[WHAT IS NEEDED]
Give back all of the material below word for word, but leave out the pictures.

[DATASET RECORDS]
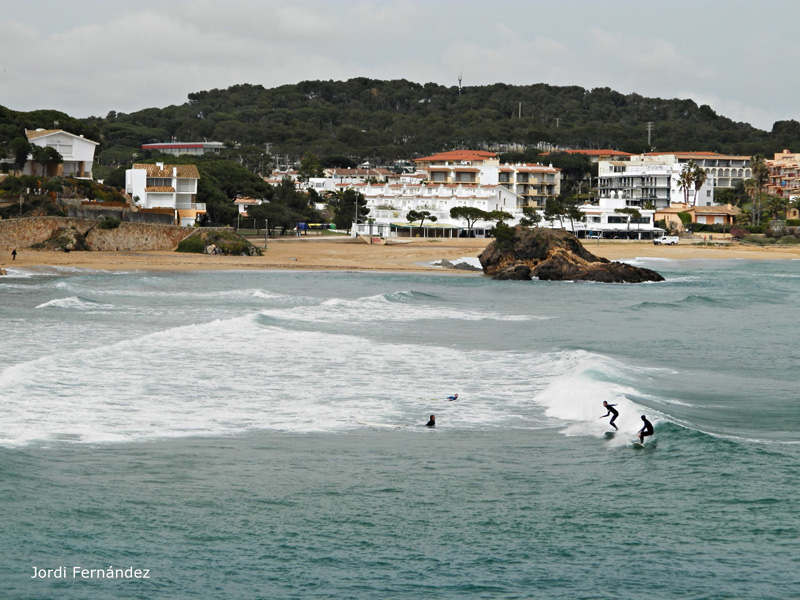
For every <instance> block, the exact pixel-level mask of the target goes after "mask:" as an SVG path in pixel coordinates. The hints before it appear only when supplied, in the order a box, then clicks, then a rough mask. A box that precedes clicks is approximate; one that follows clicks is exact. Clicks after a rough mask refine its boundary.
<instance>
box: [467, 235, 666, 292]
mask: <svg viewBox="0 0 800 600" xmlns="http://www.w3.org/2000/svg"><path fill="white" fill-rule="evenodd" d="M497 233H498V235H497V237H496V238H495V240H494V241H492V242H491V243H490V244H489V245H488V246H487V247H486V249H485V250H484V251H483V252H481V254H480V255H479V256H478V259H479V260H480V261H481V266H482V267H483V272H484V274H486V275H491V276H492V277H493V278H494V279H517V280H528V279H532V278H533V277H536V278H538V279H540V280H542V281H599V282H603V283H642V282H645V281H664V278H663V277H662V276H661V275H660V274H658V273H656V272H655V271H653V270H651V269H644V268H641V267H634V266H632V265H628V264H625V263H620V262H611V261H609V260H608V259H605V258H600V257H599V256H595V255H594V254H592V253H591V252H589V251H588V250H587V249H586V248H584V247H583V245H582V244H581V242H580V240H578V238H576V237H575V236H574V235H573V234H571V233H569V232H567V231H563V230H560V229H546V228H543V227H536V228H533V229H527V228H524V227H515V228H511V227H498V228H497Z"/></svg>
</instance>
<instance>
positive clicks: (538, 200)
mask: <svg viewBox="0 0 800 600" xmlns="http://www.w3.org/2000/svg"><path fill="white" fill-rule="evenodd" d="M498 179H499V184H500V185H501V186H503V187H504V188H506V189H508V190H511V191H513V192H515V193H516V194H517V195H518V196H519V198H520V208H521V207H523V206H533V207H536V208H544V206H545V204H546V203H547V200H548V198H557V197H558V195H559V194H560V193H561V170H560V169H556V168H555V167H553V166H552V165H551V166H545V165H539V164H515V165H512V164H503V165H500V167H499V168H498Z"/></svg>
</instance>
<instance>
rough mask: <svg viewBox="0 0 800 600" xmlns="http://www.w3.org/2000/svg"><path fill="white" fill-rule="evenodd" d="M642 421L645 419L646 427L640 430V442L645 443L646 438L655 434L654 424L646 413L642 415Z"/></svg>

[OUTPUT BELOW]
For every <instance> block, the exact pixel-level mask of the target goes after "mask:" as an SVG path in pixel coordinates. The hints before it appear only when supplied, in the order a box, then clicks, then a rough mask. A box that precedes clicks is approximate; one that follows clicks is exact. Clicks after a rough mask refine its boundary.
<instance>
box: [467, 235, 666, 292]
mask: <svg viewBox="0 0 800 600" xmlns="http://www.w3.org/2000/svg"><path fill="white" fill-rule="evenodd" d="M497 233H498V235H497V237H496V238H495V240H494V241H492V242H491V243H490V244H489V245H488V246H487V247H486V249H485V250H484V251H483V252H481V254H480V255H479V256H478V259H479V260H480V261H481V266H482V267H483V272H484V274H486V275H491V276H492V277H493V278H494V279H517V280H528V279H532V278H533V277H536V278H538V279H540V280H542V281H599V282H603V283H642V282H645V281H664V278H663V277H662V276H661V275H660V274H658V273H656V272H655V271H653V270H651V269H644V268H641V267H634V266H632V265H628V264H625V263H620V262H611V261H609V260H608V259H605V258H600V257H599V256H595V255H594V254H592V253H591V252H589V251H588V250H587V249H586V248H584V247H583V245H582V244H581V242H580V240H578V238H576V237H575V236H574V235H573V234H571V233H569V232H567V231H563V230H560V229H546V228H543V227H536V228H533V229H527V228H524V227H515V228H511V227H498V228H497Z"/></svg>
</instance>
<instance>
positive clicks: (538, 200)
mask: <svg viewBox="0 0 800 600" xmlns="http://www.w3.org/2000/svg"><path fill="white" fill-rule="evenodd" d="M498 179H499V184H500V185H501V186H503V187H504V188H506V189H508V190H511V191H513V192H515V193H516V194H517V195H518V196H519V198H520V208H521V207H523V206H533V207H536V208H544V206H545V204H546V203H547V200H548V198H557V197H558V195H559V194H560V193H561V170H560V169H556V168H555V167H553V166H552V165H551V166H545V165H539V164H515V165H512V164H503V165H500V167H499V168H498Z"/></svg>
</instance>
<instance>
rough mask: <svg viewBox="0 0 800 600" xmlns="http://www.w3.org/2000/svg"><path fill="white" fill-rule="evenodd" d="M642 421L645 419L646 427L640 430V442L645 443L646 438L655 434L654 424L646 413L642 415Z"/></svg>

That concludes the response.